• _PROMPT_
Every line holding the string "water" is to be copied from the entries below.

• _GIVEN INFORMATION_
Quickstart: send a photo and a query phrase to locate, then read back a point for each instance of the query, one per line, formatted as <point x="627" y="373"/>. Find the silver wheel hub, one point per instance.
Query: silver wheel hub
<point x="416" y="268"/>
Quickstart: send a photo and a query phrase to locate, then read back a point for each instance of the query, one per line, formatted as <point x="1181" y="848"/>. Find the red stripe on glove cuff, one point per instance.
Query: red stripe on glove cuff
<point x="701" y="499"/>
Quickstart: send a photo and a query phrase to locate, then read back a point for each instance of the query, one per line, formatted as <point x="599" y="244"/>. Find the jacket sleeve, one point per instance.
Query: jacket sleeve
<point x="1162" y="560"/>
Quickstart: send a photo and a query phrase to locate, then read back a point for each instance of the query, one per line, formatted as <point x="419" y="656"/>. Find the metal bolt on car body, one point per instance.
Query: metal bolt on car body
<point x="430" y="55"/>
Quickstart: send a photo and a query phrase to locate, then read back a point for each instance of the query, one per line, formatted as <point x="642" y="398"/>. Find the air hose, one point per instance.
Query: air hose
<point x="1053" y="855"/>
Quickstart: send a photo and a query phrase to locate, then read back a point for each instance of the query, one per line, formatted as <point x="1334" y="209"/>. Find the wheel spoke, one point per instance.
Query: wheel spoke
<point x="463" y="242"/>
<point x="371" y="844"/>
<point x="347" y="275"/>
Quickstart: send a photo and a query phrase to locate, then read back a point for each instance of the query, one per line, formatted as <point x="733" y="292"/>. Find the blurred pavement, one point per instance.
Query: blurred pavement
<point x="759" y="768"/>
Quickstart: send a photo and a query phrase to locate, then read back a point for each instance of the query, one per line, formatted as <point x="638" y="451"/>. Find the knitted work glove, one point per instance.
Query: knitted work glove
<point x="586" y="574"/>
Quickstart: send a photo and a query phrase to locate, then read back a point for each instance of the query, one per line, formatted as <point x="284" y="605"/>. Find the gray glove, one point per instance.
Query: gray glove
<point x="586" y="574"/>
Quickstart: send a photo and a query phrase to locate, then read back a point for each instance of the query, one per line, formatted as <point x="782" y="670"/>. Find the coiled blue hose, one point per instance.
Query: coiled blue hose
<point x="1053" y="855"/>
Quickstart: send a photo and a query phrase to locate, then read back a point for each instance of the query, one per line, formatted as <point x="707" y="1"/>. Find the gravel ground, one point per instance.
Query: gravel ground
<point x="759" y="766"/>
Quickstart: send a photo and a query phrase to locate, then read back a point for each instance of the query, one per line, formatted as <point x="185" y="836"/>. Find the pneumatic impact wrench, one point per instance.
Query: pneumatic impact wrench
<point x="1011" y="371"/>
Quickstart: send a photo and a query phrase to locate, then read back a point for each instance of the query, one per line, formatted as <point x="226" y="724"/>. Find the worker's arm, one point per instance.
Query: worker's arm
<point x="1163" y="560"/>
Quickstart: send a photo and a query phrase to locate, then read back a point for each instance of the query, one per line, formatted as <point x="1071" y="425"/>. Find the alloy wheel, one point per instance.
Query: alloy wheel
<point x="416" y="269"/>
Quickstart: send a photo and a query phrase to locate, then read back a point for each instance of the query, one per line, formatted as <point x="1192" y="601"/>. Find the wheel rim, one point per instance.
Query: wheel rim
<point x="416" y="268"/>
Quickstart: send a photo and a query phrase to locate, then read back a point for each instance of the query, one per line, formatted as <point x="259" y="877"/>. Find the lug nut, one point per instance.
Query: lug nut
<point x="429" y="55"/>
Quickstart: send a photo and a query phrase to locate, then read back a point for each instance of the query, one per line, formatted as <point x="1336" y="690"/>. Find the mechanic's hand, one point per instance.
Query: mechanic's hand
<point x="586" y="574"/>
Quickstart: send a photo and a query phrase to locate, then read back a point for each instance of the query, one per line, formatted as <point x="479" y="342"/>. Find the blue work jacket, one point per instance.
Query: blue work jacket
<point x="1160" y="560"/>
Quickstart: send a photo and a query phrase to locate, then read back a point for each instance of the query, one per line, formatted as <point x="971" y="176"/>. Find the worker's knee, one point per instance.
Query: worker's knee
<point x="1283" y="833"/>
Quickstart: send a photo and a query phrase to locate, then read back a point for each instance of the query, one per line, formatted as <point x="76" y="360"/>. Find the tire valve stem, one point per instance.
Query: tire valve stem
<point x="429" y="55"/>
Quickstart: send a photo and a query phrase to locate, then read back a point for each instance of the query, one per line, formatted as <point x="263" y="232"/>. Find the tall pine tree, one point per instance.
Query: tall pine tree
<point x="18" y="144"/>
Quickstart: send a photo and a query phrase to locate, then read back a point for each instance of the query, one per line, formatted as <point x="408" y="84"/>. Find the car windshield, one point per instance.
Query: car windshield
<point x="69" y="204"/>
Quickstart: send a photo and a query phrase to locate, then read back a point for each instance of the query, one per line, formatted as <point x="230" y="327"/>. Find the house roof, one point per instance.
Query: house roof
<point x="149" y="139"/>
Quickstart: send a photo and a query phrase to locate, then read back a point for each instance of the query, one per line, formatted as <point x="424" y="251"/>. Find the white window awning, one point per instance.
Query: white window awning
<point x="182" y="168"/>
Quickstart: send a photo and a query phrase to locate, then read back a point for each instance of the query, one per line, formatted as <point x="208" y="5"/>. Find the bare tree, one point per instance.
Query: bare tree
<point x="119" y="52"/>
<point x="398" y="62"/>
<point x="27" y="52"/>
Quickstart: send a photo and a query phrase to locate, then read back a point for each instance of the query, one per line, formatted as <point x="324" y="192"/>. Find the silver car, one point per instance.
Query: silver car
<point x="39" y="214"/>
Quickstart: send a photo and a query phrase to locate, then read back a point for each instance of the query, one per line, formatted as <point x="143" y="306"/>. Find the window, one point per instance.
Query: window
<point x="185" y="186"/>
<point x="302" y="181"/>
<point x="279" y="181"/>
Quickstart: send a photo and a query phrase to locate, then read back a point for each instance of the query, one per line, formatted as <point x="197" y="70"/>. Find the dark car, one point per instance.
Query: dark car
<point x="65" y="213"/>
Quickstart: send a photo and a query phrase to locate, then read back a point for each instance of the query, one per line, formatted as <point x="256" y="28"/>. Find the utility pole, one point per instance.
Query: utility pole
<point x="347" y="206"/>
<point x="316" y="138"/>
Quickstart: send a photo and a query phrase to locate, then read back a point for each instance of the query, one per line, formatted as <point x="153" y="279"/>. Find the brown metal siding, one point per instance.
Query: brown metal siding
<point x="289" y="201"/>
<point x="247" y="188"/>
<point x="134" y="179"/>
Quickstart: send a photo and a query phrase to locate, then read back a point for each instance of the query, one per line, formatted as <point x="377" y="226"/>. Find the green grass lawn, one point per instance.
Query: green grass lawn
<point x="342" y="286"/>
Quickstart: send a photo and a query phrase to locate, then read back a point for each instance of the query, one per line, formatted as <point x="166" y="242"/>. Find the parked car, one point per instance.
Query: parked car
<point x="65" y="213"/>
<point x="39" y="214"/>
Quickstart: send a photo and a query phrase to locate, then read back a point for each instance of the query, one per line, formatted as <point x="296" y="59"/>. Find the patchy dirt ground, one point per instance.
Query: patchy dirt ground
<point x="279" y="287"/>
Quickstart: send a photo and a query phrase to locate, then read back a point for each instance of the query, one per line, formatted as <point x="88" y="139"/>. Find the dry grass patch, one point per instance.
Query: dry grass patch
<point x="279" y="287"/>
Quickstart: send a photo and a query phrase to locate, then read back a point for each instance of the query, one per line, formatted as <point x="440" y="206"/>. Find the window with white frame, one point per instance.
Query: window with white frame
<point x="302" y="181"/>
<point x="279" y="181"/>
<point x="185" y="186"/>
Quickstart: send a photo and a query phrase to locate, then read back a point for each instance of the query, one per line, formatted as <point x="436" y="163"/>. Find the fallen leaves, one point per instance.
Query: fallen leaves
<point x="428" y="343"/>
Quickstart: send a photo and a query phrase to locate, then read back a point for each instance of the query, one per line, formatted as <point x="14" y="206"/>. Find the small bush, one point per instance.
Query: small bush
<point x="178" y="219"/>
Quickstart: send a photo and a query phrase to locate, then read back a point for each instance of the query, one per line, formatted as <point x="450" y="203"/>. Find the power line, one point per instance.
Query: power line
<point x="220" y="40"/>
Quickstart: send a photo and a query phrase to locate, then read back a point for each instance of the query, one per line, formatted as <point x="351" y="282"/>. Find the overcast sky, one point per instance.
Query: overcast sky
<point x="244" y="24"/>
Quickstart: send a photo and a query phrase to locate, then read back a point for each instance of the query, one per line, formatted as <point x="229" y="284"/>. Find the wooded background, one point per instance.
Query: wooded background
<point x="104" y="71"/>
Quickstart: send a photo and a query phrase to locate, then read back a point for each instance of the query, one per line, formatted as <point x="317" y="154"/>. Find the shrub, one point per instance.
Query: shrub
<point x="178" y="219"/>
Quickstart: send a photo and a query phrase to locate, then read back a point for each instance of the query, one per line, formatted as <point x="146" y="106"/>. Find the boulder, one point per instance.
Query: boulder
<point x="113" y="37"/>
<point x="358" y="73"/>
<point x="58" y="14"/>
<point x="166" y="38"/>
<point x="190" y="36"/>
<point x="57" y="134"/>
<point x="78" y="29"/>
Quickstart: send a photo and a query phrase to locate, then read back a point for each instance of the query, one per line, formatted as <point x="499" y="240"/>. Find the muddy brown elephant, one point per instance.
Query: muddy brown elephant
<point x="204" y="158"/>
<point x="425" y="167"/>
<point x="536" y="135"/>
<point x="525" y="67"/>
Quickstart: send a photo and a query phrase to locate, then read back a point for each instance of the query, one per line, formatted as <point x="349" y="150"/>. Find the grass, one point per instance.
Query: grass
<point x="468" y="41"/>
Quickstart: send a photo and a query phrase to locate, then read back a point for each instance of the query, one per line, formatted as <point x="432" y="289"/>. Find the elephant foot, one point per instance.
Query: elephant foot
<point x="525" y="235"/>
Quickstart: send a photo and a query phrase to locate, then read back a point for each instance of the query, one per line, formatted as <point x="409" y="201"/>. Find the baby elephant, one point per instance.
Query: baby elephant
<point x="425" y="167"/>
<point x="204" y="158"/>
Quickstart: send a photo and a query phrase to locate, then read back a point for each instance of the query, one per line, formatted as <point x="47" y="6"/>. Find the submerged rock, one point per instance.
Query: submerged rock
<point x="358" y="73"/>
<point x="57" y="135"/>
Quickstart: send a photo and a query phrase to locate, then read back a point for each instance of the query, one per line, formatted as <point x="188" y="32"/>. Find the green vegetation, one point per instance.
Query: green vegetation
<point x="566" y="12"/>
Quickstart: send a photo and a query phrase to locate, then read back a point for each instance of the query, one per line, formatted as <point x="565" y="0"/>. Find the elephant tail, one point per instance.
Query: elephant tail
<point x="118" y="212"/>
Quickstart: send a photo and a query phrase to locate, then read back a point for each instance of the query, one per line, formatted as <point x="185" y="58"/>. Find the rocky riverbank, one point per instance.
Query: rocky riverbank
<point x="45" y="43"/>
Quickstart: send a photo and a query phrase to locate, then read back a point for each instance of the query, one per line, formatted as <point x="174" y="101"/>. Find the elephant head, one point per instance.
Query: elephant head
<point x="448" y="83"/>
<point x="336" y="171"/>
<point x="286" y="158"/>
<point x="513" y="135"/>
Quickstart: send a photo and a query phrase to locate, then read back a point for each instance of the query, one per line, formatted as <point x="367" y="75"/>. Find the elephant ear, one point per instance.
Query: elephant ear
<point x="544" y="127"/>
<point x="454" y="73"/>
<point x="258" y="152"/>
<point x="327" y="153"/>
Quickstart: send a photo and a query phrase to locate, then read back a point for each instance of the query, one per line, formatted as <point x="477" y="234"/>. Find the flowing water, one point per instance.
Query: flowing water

• _EXERCISE ANSWER_
Quickstart: send a photo and a query phrase to locate, then read back a point for each instance of the query, one per line, formatted as <point x="477" y="234"/>. Find the flowing water, one point per instance.
Query: flowing water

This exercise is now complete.